- _Passage shown_:
══════════

Truck pile-up at Malaba border as Uganda seeks mandatory Covid-19 testing

A truck pile-up has started to build along the Kenyan borders with Uganda following Kampala’s call for mandatory testing of all drivers at border crossing points, even as transporters threatened to suspend haulage of cargo through the Northern Corridor if the issues is not addressed.

Uganda directed mandatory Covid-19 testing of all incoming travellers, including truck drivers, on December 20 last year.

As a result, long queues have been reported all the way from Amagoro in Kenya, a few kilometres from the Malaba border post, since January 1.

“I did Covid-19 test at Inland Container Depot in Nairobi and I have a valid certificate which is still valid for seven days. Why am I forced to get tested again?” asked Mohammed Mahmud, a truck driver.

══════════

- _Raw data_:

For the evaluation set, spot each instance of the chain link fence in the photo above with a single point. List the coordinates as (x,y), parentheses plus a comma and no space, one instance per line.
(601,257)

══════════

- _Exercise set_:
A) Repeat word for word the part of the Malaba border article from "Truck pile-up at" up to and including "since January 1.".
B) Answer these questions from the Malaba border article:
(i) On what date did Uganda direct mandatory Covid-19 testing of all incoming travelers?
(ii) From which place in Kenya have long queues been reported?
(iii) Where did Mohammed Mahmud take his Covid-19 test?
The listing comes from a different source than the Malaba border article.

- _Your responses_:
A)
Truck pile-up at Malaba border as Uganda seeks mandatory Covid-19 testing

A truck pile-up has started to build along the Kenyan borders with Uganda following Kampala’s call for mandatory testing of all drivers at border crossing points, even as transporters threatened to suspend haulage of cargo through the Northern Corridor if the issues is not addressed.

Uganda directed mandatory Covid-19 testing of all incoming travellers, including truck drivers, on December 20 last year.

As a result, long queues have been reported all the way from Amagoro in Kenya, a few kilometres from the Malaba border post, since January 1.

B)
(i) December 20 last year
(ii) Amagoro
(iii) At the Inland Container Depot in Nairobi